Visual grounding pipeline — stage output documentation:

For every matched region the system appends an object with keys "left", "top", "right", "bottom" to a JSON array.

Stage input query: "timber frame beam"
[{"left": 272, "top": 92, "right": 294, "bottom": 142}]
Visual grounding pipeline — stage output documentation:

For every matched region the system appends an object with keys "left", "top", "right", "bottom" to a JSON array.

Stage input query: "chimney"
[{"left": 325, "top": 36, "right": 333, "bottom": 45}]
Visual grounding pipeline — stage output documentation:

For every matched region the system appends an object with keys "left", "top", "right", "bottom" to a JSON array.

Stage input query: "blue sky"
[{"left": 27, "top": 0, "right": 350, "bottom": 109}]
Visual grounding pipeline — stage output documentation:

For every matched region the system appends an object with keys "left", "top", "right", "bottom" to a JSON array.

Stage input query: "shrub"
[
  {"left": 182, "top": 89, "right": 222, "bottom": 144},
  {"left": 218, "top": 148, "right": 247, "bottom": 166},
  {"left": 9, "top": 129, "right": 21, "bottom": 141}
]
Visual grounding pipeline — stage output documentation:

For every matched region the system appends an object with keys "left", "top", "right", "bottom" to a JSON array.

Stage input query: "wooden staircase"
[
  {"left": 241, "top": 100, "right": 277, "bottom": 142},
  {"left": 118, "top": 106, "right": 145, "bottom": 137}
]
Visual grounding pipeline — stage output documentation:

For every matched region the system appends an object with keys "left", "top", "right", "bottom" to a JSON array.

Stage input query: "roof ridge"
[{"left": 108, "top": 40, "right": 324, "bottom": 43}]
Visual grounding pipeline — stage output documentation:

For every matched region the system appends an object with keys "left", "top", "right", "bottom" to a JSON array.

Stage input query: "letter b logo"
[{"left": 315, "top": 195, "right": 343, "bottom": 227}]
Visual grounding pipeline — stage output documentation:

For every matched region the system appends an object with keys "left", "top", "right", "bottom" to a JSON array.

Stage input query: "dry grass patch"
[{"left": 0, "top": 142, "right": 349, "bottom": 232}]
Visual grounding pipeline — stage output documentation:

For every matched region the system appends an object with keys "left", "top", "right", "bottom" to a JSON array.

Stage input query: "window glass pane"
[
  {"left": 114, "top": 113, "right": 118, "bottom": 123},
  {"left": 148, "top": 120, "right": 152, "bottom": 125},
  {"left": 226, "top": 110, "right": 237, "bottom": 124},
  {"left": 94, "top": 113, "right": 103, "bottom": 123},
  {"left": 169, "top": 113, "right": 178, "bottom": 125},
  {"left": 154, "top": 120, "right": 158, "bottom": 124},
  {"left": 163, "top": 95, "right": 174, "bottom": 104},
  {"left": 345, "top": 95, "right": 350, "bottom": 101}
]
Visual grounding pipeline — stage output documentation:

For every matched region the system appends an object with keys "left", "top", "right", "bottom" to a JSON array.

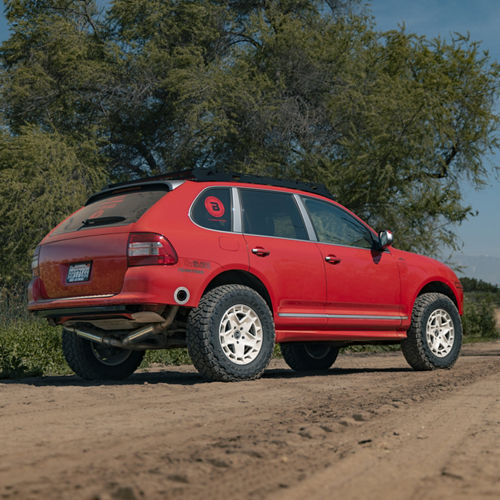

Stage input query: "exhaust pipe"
[
  {"left": 122, "top": 325, "right": 155, "bottom": 345},
  {"left": 71, "top": 327, "right": 124, "bottom": 347},
  {"left": 71, "top": 305, "right": 180, "bottom": 348}
]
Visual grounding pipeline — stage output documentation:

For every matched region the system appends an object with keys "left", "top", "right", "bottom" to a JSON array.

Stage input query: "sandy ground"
[{"left": 1, "top": 341, "right": 499, "bottom": 500}]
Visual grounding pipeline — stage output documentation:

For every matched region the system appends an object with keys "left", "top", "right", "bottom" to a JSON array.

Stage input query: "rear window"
[{"left": 52, "top": 186, "right": 168, "bottom": 235}]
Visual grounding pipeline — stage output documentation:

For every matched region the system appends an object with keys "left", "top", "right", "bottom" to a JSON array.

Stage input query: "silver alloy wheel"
[
  {"left": 219, "top": 304, "right": 263, "bottom": 365},
  {"left": 426, "top": 309, "right": 455, "bottom": 357},
  {"left": 90, "top": 343, "right": 133, "bottom": 366}
]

# [Activity]
Leave out the pictures and give the rest of the material again, unaltered.

# [Written reply]
Visual grounding pipeline — stage output documentation:

For every matched region the system appends an object with keys "left", "top", "right", "bottom" to a JSON array.

Stage input query: "timber frame beam"
[{"left": 272, "top": 92, "right": 294, "bottom": 142}]
Visual grounding pipeline — stage output documentation:

For every matched region the system appends an object with keys "left", "top", "right", "bottom" to a JSON array.

Stage input query: "chimney"
[{"left": 325, "top": 36, "right": 333, "bottom": 45}]
Visual grounding pipeline — stage output documentation:

For every matched region the system appends an object with keys "left", "top", "right", "bottom" to a JSON array.

Stage input query: "blue sky"
[{"left": 27, "top": 0, "right": 350, "bottom": 109}]
Visual grounding pipeline — stage output documentation:

For every matched region the system appends an object with keys "left", "top", "right", "bottom" to a JSON array.

Stage input query: "shrub"
[
  {"left": 182, "top": 89, "right": 222, "bottom": 144},
  {"left": 218, "top": 148, "right": 247, "bottom": 166},
  {"left": 9, "top": 129, "right": 21, "bottom": 141}
]
Visual grounding pipeline — stage output documentation:

For every matched region the system appends an object with keys "left", "top", "right", "bottom" to a JSON array.

Stage input query: "wooden staircase"
[
  {"left": 241, "top": 100, "right": 277, "bottom": 142},
  {"left": 118, "top": 106, "right": 145, "bottom": 137}
]
Visual grounding pipeline — stage output documentation:

For every matched region the system appends an object with keys "left", "top", "right", "bottom" to a JSON array.

Stage input query: "roof ridge"
[{"left": 108, "top": 40, "right": 324, "bottom": 43}]
Visual grounding pipeline — stage output documentation:

For every matched region the system appends an object with keys "left", "top", "right", "bottom" to a JSON array.

Stage input query: "letter b logo"
[{"left": 315, "top": 195, "right": 343, "bottom": 227}]
Visual grounding pipeline — stage output documentation:

For every matched region the system appends an object with keys "left", "top", "right", "bottom" to a JSON array.

Stage input query: "dry grass patch"
[{"left": 0, "top": 142, "right": 349, "bottom": 232}]
Visual grounding pipeline — stage output documentation:

For every matched region the system appends an object with keys "left", "top", "right", "bottom" to a JSON array.

Stage input query: "window glass pane"
[
  {"left": 114, "top": 113, "right": 118, "bottom": 123},
  {"left": 148, "top": 120, "right": 152, "bottom": 125},
  {"left": 226, "top": 110, "right": 237, "bottom": 124},
  {"left": 94, "top": 113, "right": 103, "bottom": 123},
  {"left": 169, "top": 113, "right": 178, "bottom": 125},
  {"left": 154, "top": 120, "right": 158, "bottom": 124},
  {"left": 163, "top": 95, "right": 174, "bottom": 104},
  {"left": 345, "top": 95, "right": 350, "bottom": 101}
]
Visual grounding pipeline — stage output documentation:

For every matched region the system appends an object with keys "left", "top", "right", "bottom" to a JSON array.


Stage input query: "exhaust pipe"
[
  {"left": 122, "top": 325, "right": 155, "bottom": 345},
  {"left": 71, "top": 327, "right": 124, "bottom": 347},
  {"left": 71, "top": 305, "right": 180, "bottom": 348}
]
Visual grounding pipeline — stage output documentation:

For every matched region the system appends an object with keys "left", "top", "right", "bottom" to a JSON array.

Stage input query: "sandy ground"
[{"left": 1, "top": 341, "right": 499, "bottom": 500}]
Visual grounding pipeline — stage output documentation:

For every matched region the system appends an object with keys "left", "top", "right", "bottom" to a JSON array.

Stage input query: "rear window"
[{"left": 52, "top": 186, "right": 168, "bottom": 235}]
Visual grounding pipeline — stage output documentation:

For every matched region the system appends an object with keys "left", "top", "right", "bottom" to a JSON array.

Stage input query: "silver alloy wheel"
[
  {"left": 219, "top": 304, "right": 263, "bottom": 365},
  {"left": 426, "top": 309, "right": 455, "bottom": 357},
  {"left": 90, "top": 343, "right": 133, "bottom": 366}
]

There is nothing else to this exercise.